--- ENTRIES SHOWN ---

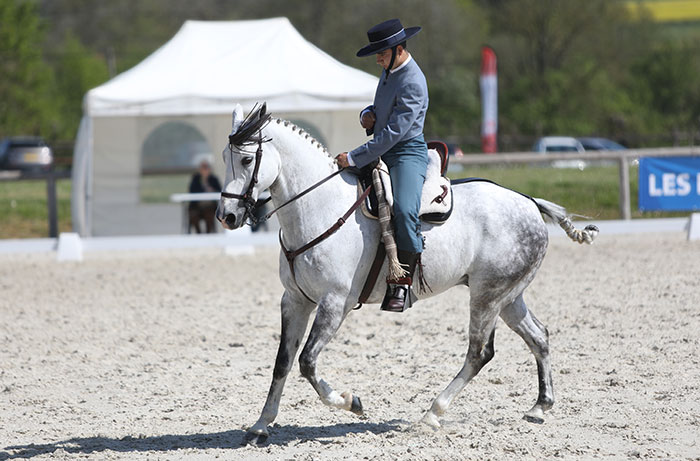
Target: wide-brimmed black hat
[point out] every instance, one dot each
(386, 35)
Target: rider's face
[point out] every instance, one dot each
(384, 57)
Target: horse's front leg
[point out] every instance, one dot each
(295, 318)
(330, 315)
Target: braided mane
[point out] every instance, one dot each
(304, 135)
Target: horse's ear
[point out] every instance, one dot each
(237, 118)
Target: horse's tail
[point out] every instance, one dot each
(558, 215)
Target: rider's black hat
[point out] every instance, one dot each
(386, 35)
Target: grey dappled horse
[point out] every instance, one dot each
(494, 242)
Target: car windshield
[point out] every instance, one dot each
(561, 149)
(26, 144)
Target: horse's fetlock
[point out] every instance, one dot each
(306, 367)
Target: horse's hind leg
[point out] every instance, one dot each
(481, 334)
(329, 317)
(517, 316)
(295, 317)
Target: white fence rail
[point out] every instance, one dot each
(622, 157)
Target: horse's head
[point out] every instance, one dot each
(248, 171)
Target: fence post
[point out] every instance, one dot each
(51, 203)
(625, 204)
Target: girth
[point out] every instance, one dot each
(292, 254)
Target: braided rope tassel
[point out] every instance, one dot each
(396, 271)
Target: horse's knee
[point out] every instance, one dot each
(306, 366)
(481, 354)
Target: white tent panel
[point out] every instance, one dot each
(208, 67)
(197, 78)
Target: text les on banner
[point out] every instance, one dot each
(669, 183)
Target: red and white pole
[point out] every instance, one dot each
(489, 100)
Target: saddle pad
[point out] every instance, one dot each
(436, 200)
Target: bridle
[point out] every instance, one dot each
(243, 137)
(249, 203)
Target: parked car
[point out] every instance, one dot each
(25, 153)
(600, 144)
(561, 144)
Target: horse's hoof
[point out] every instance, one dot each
(254, 439)
(536, 415)
(430, 419)
(356, 406)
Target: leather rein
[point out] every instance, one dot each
(251, 205)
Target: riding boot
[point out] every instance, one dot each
(398, 296)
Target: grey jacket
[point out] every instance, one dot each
(400, 106)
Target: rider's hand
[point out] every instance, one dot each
(367, 120)
(342, 160)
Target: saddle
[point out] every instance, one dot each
(436, 200)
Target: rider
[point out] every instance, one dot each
(396, 120)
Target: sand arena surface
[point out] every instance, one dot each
(162, 355)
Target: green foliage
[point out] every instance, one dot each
(26, 79)
(77, 71)
(24, 211)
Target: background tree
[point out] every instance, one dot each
(26, 82)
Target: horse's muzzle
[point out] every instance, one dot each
(230, 221)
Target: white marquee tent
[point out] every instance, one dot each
(191, 84)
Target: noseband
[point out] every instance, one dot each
(249, 202)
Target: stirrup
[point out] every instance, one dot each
(400, 303)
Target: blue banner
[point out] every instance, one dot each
(669, 183)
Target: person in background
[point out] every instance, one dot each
(203, 181)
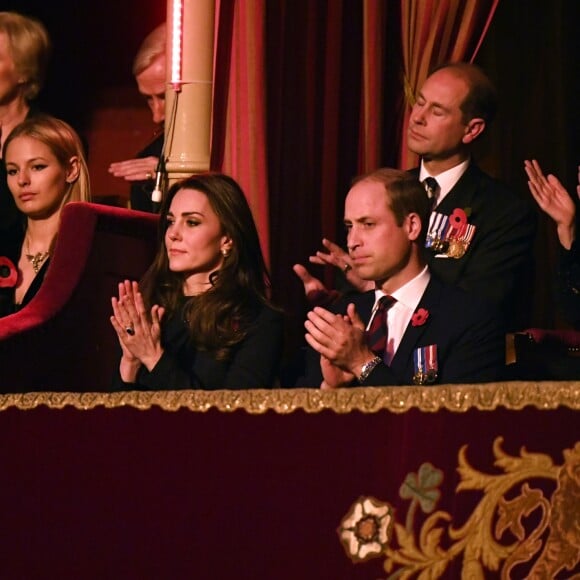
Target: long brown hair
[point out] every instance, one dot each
(218, 319)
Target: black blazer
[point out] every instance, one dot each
(254, 363)
(141, 190)
(499, 261)
(466, 329)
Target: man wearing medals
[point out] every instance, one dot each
(480, 235)
(410, 328)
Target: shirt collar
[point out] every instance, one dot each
(447, 179)
(410, 293)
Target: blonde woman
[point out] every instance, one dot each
(45, 168)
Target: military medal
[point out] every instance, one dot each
(425, 365)
(450, 235)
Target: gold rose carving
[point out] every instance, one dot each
(497, 536)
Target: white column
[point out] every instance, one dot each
(188, 107)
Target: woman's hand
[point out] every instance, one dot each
(138, 331)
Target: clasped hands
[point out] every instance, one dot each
(341, 343)
(138, 331)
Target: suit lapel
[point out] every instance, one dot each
(429, 301)
(462, 193)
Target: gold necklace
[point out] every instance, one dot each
(35, 259)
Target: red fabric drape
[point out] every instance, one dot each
(239, 124)
(372, 99)
(433, 32)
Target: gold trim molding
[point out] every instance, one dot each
(455, 398)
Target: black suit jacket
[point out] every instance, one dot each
(466, 329)
(254, 363)
(499, 261)
(141, 190)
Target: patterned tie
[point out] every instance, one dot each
(377, 334)
(432, 189)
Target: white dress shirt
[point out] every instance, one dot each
(400, 313)
(445, 180)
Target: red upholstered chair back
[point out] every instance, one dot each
(63, 339)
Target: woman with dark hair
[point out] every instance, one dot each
(201, 317)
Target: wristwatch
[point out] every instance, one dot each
(368, 367)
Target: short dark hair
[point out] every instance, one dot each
(406, 194)
(481, 100)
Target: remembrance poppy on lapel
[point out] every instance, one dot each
(420, 317)
(8, 273)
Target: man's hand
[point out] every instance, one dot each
(338, 338)
(140, 169)
(316, 292)
(340, 259)
(554, 200)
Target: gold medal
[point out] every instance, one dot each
(456, 249)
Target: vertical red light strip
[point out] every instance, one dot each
(177, 44)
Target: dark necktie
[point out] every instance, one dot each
(378, 333)
(432, 189)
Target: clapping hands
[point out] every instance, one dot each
(138, 331)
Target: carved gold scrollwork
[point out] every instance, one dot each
(496, 536)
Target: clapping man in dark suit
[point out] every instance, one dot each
(494, 256)
(427, 332)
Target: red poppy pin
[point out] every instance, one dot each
(420, 317)
(8, 273)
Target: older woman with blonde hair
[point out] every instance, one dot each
(46, 169)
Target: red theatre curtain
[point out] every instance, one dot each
(433, 32)
(372, 95)
(239, 122)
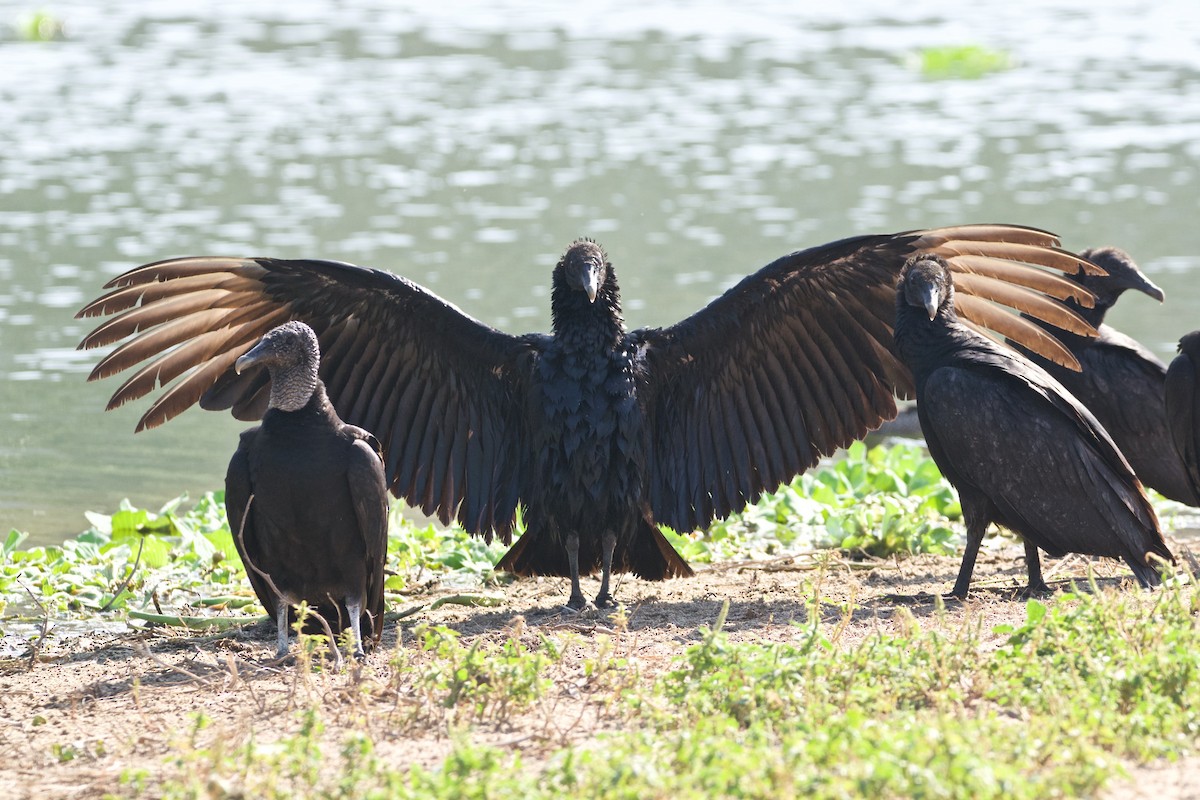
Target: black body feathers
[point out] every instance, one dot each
(1020, 450)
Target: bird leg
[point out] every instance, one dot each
(354, 608)
(976, 529)
(1033, 566)
(573, 559)
(604, 600)
(281, 627)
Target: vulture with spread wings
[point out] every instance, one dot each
(599, 433)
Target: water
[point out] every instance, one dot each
(465, 146)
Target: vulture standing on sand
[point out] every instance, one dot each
(1183, 407)
(1019, 447)
(1121, 382)
(306, 497)
(600, 433)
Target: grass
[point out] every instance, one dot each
(1055, 707)
(1085, 687)
(181, 559)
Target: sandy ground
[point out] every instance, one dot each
(78, 716)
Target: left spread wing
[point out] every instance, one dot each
(443, 392)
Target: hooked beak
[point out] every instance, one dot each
(249, 359)
(1146, 286)
(931, 301)
(592, 286)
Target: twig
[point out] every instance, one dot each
(125, 585)
(147, 653)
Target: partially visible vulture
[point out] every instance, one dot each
(1020, 449)
(1121, 382)
(306, 497)
(1183, 405)
(600, 433)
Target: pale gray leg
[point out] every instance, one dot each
(281, 629)
(604, 600)
(354, 607)
(573, 559)
(975, 539)
(1033, 566)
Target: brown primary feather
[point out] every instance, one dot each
(243, 278)
(790, 365)
(1049, 283)
(180, 268)
(1026, 300)
(145, 317)
(169, 334)
(1029, 253)
(983, 314)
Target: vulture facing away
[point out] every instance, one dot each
(1020, 449)
(1121, 382)
(306, 497)
(600, 433)
(1183, 407)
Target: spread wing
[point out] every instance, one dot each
(1182, 397)
(797, 360)
(443, 392)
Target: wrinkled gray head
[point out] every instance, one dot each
(925, 283)
(585, 268)
(1122, 274)
(292, 354)
(1191, 344)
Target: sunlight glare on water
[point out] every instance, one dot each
(465, 145)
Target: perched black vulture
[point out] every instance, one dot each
(599, 432)
(1020, 450)
(1120, 380)
(306, 497)
(1183, 407)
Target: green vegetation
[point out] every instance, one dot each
(942, 705)
(39, 26)
(1051, 708)
(181, 560)
(875, 501)
(964, 61)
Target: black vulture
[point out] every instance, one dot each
(1121, 382)
(600, 433)
(1183, 405)
(1019, 447)
(306, 497)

---

Pick every line of the data that includes the string "suit".

Target: suit lapel
Target: black suit jacket
Target: clapping man in dark suit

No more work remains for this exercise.